TEXT.
⁂

Being a Russian, I never even heard before this word  - and I am almost sure that for Ukrainians it is all the same. But let's wait for native speakers.


----------



## Natalisha

I go to (the) Ukraine every year, but I've never heard this word. I'm sure there isn't such a word in the Ukrainian language.


----------



## sokol

As this by origin is an Austro-Hungarian greeting it is not unlikely that it only ever was known in Ukrainian west (Bukovina, Carpatho-Ukraine and Galicia) - if it ever was commonly used by Ukrainians, of which I cannot be sure.

So the fact that this probably is completely unknown in Kiev and east of it may not necessarily mean that it never was known at all.


----------



## cyanista

sokol said:


> So the fact that this probably is completely unknown in Kiev and east of it may not necessarily mean that it never was known at all.



Exactly, sokol.  Here and here it says this greeting at least used to be widespread in Lviv (which is, of course, as Western Ukrainian as it gets).


----------



## slavic_one

"Serbus dragi Zagreb moj" is the title of one Croatian song. Serbus is used as a greeting in Zagreb.


----------



## Natabka

sokol said:


> As this by origin is an Austro-Hungarian greeting it is not unlikely that it only ever was known in the Ukrainian west (Bukovina, Carpatho-Ukraine and Galicia)...



I completely agree with Sokol here. I've never heard it used in speech. Probably, if you use it today, people would understand you in the West but never in the Centre or other parts of the country, far from the former Austro-Hungarian border. In fact, I only know what it means because of this song: "Сервус, пане Воргол!" ("Servus, mister Warhol"), which uses "servus" as greeting from times of Andrew Warhol's childhood (his family originates from Slovakia, the part Austro-Hungarian empire at the beginning of the 20th c).

p.s. Compare with the example of Slavic_one, "Serbus dragi Zagreb moj"!  I guess, it was (is) only used in songs.


----------



## marco_2

In Poland *serwus *is a bit old-fashionable but still comprehensable. It is used jokingly (e.g. *Serwus, jestem nerwus! = *_Hello, I'm a jumpy person!_) or quite neutrally by elderly people. In the 1960s there was a popular song with a chorus *Serwus, panie chief...*


----------



## sokol

Mod note:
In accordance with thread opener topic broadened to All Slavic languages.


----------



## doorman

slavic_one said:


> "Serbus dragi Zagreb moj" is the title of one Croatian song. Serbus is used as a greeting in Zagreb.


I've never heard people use it in Zagreb. Indeed, it was used as a greeting during the Austro-Hungarian era, but died pretty quickly afterwards.

To my best knowledge, nowadays it's used only in a "humoristic" context (for example Zločesta deca)

⁂

ENTRIES.
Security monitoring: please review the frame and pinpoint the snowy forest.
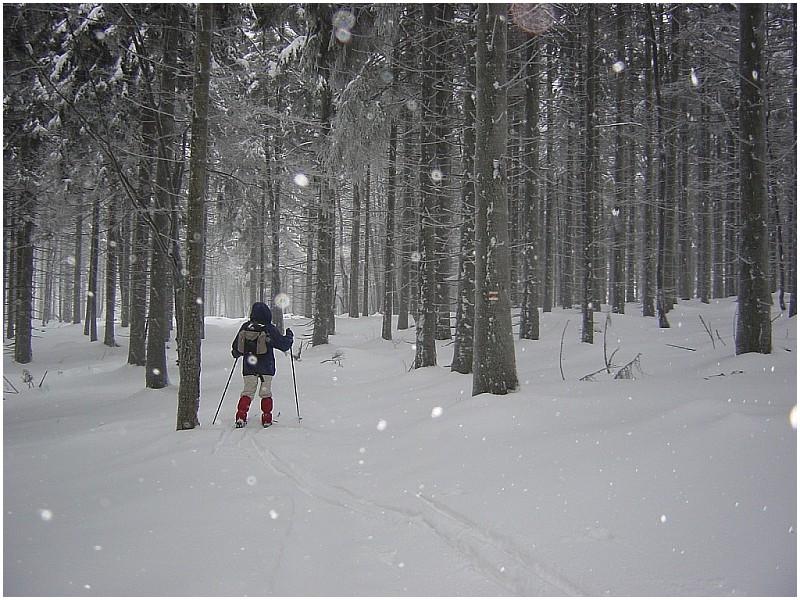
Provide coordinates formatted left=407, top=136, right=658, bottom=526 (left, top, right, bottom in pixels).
left=2, top=3, right=798, bottom=597
left=3, top=3, right=797, bottom=428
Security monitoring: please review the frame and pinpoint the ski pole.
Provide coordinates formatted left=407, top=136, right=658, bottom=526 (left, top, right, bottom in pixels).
left=289, top=348, right=303, bottom=423
left=211, top=356, right=239, bottom=425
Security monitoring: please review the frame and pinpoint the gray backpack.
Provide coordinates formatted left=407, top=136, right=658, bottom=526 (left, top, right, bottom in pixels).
left=236, top=328, right=270, bottom=356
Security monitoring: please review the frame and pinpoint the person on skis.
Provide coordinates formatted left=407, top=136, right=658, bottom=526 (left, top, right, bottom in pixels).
left=231, top=302, right=294, bottom=427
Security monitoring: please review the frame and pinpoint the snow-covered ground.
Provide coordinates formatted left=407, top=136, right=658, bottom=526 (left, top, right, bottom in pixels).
left=3, top=299, right=797, bottom=596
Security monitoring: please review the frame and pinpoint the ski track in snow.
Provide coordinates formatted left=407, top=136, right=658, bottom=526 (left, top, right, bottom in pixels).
left=248, top=436, right=587, bottom=596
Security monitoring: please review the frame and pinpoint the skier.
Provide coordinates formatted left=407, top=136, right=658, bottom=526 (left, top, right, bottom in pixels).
left=231, top=302, right=294, bottom=427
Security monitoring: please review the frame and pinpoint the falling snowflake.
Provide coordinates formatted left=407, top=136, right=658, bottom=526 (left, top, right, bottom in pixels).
left=274, top=292, right=292, bottom=310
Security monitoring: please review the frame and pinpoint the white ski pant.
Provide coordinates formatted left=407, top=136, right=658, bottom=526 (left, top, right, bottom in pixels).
left=242, top=375, right=272, bottom=399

⁂

ACTIONS TO TAKE.
1. Name each forum user whose name heads a post in the thread about the greeting, listing each name only once.
2. Gather every line of the listing that contains the word "person", matching its case exactly.
The forum thread and the listing come from unrelated sources.

RESULTS.
1. Natalisha, sokol, cyanista, slavic_one, Natabka, marco_2, doorman

2.
Security monitoring: please review the frame and pinpoint the person on skis.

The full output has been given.